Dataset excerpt
-=-=-
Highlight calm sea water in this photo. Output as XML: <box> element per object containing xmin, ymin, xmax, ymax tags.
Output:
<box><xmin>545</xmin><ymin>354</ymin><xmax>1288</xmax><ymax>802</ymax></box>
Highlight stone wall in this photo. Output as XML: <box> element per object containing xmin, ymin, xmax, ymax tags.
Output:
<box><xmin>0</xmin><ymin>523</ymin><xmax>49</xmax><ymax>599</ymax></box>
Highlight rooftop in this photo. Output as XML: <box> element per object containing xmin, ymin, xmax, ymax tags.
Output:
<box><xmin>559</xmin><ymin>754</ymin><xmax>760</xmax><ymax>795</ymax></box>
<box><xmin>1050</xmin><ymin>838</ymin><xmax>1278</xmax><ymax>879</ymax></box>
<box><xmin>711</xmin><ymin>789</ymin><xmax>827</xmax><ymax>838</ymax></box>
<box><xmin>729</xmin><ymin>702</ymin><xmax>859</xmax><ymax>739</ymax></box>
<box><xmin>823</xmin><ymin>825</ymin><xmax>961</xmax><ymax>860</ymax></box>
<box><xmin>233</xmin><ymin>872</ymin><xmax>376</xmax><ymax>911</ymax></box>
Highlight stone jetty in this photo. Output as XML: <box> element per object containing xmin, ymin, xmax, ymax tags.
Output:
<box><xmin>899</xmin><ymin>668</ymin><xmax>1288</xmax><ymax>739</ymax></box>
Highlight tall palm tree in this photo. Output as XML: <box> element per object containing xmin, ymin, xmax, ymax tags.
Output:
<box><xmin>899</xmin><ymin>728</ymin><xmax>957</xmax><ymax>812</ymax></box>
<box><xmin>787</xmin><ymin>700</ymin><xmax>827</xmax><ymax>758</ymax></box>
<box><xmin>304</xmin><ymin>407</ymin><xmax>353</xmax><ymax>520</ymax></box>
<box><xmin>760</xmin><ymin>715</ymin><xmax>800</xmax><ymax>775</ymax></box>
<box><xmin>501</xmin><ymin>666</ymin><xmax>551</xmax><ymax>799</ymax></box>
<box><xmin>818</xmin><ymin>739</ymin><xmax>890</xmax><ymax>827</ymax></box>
-=-=-
Given exercise: Could you copy all of the material above, line for line, without changing a single character?

Response to the task:
Highlight calm sea water in this photo. Output as XML: <box> element per object containing xmin, ymin, xmax, ymax tags.
Output:
<box><xmin>545</xmin><ymin>354</ymin><xmax>1288</xmax><ymax>802</ymax></box>
Highlight stone wall in this photo. Output as XML: <box> element per object containing xmin, ymin, xmax, ymax tags.
Output:
<box><xmin>0</xmin><ymin>523</ymin><xmax>49</xmax><ymax>599</ymax></box>
Highlight rooftop in this photo. Output as XML: <box> element per object containing xmin, ymin, xmax, ymax tags.
Output:
<box><xmin>559</xmin><ymin>754</ymin><xmax>760</xmax><ymax>795</ymax></box>
<box><xmin>1050</xmin><ymin>838</ymin><xmax>1278</xmax><ymax>879</ymax></box>
<box><xmin>711</xmin><ymin>789</ymin><xmax>827</xmax><ymax>838</ymax></box>
<box><xmin>729</xmin><ymin>702</ymin><xmax>859</xmax><ymax>739</ymax></box>
<box><xmin>823</xmin><ymin>825</ymin><xmax>961</xmax><ymax>860</ymax></box>
<box><xmin>233</xmin><ymin>872</ymin><xmax>376</xmax><ymax>911</ymax></box>
Highlight stone jetty in this photo. Output as XML: <box> element per object containing xmin, ymin, xmax, ymax tags.
Output:
<box><xmin>899</xmin><ymin>668</ymin><xmax>1288</xmax><ymax>739</ymax></box>
Highlight tall palm tree in this photo. Output as XML: <box> element per object containing xmin, ymin, xmax, ymax tags.
Output:
<box><xmin>899</xmin><ymin>728</ymin><xmax>957</xmax><ymax>812</ymax></box>
<box><xmin>787</xmin><ymin>700</ymin><xmax>827</xmax><ymax>758</ymax></box>
<box><xmin>304</xmin><ymin>407</ymin><xmax>353</xmax><ymax>520</ymax></box>
<box><xmin>760</xmin><ymin>715</ymin><xmax>800</xmax><ymax>775</ymax></box>
<box><xmin>501</xmin><ymin>666</ymin><xmax>551</xmax><ymax>799</ymax></box>
<box><xmin>818</xmin><ymin>739</ymin><xmax>890</xmax><ymax>827</ymax></box>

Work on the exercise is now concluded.